**Passage**
%%
Saturday, May 31, 2014

Volatile, Memory Barriers, and Load/Store Reordering

Introduction

Volatile is a memory access keyword in several languages which is much more complicated and confusing in practice then what it appears to be. There are pieces of information about volatile and related concepts everywhere but it's hard to build a complete understanding. Let's first understand the underlying concepts.

Some Memory Concepts

Load/Store

This is a more formal terminology for memory read/write. Load means brining something from main memory (ram) to processor registers, and store is the same thing in other direction.

Load/Store Omission by the Compiler

Every memory read/write in a program source code doesn't have to result in a processor instruction that does an actual load/store. Compilers can decide to cache values instead of actually loading them from memory when they think it doesn't change the results of the program. This can result in buggy programs in multi threaded programs and in programs with 'unusual memory'.

'Unusual Memory'

Unusual memory refers to a memory location that can change in value without compiler having anyway to know it. Hardware mapped memory is such a case. If a sensor hardware is updating a memory location on its own, compiler can't know about this and incorrectly omit stores from that memory location assuming the value will never change.

Load/Store Reordering by the Compiler

Compilers can reorder loads and stores in a program for optimization reasons, if the reordering won't change program results. This logic can breakdown in multithreaded programs and cause buggy behavior in the program.

Out of Order Execution and Cache Coherency

Similar to compilers reordering loads/stores, CPUs can do the same via 'out of order execution'. This means that a CPU might execute instructions in a slightly different order then they appear in computer memory which includes instructions getting reordered and interleaved execution of two or more instructions. Interleaved execution means instructions aren't strictly ordered in their execution i.e one instruction might begin its execution before the 'already in progress' instruction is 'finished'.

Also, when a CPU stores a value in a memory location, all CPUs may not see the same stores in the same order because of cache coherency issues i.e each processor having its own cache of the main memory.

 These issues create buggy behavior in multithreaded programs. To prevent this programmers can use memory barriers, which are special instructions telling the CPU not to do out of order execution across the barrier instruction. Memory barriers also ensure cache consistency which means we won't get hurt by cache coherency problems.

Atomic Load/Store

Loading OR storing a primitive value from main memory may or may not be atomic. Don't confuse this with 'read, modify, write' atomicity which can only be achieved either by proper locking or special 'interlocked' instructions. On certain hardware platforms loading an integer may not be atomic i.e some bytes of the integer may be modified while we're reading the integer which means we'll end up with a value of the integer that was never the value of it any point in time. Pointer aligned word sized (32bits) load/store operations on X86 architecture are atomic.
%%
**Problem 1**
Gather every line in the records below that contains the string "safety".

**Dataset excerpts**
%%
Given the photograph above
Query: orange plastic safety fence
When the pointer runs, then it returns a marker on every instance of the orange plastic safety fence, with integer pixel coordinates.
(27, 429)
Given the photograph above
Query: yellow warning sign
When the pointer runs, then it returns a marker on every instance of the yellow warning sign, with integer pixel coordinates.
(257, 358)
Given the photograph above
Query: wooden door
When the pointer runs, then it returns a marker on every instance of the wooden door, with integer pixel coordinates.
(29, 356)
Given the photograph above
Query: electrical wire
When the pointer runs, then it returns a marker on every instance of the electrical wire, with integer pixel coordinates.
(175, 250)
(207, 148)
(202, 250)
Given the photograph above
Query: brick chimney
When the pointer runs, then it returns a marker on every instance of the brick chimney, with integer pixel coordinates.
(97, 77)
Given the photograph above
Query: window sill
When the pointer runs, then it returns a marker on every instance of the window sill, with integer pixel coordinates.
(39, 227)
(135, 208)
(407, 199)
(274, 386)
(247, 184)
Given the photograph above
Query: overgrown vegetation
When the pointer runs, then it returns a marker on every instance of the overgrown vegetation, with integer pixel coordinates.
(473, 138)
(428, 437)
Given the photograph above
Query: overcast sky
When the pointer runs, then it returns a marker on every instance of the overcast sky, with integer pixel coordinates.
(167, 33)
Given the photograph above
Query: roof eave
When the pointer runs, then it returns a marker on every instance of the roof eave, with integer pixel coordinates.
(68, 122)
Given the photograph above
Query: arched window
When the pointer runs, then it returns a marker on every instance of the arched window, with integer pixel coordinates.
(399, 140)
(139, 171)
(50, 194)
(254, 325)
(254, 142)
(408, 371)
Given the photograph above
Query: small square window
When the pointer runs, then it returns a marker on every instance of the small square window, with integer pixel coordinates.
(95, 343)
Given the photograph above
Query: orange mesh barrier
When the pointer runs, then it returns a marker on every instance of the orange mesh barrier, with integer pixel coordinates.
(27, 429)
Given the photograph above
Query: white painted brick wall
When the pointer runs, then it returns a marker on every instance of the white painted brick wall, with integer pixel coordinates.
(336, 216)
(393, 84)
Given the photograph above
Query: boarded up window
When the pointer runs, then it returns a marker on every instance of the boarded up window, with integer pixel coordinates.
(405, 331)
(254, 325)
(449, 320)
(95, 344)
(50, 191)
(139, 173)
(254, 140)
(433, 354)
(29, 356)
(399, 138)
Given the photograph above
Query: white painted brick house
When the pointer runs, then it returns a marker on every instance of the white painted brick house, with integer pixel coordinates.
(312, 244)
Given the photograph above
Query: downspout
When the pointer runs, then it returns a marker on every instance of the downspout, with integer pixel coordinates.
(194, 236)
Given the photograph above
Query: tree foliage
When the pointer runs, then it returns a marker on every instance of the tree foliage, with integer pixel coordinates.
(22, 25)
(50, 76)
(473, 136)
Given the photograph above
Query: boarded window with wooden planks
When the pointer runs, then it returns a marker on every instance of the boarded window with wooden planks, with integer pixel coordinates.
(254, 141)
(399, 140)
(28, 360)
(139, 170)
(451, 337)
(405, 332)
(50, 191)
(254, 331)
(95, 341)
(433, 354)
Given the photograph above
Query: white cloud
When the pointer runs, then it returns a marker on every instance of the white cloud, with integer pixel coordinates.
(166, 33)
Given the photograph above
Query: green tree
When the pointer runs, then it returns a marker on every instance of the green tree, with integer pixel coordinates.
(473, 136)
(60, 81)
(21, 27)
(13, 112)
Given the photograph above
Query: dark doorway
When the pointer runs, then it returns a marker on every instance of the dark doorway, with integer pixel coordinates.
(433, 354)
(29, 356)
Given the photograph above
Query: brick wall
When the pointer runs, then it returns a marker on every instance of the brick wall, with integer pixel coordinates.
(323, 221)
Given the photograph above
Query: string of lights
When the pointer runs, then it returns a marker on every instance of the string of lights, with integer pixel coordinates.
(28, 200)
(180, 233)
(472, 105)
%%
**Problem 2**
In two sentences, summarize the post on volatile and memory reordering.

**Response 1**
Query: orange plastic safety fence
When the pointer runs, then it returns a marker on every instance of the orange plastic safety fence, with integer pixel coordinates.

**Response 2**
Compilers may omit or reorder loads and stores, and CPUs may execute instructions out of order, while each processor's own cache means not all CPUs see stores in the same order. These issues can cause bugs in multithreaded programs, which memory barriers prevent by stopping out-of-order execution across the barrier and ensuring cache consistency.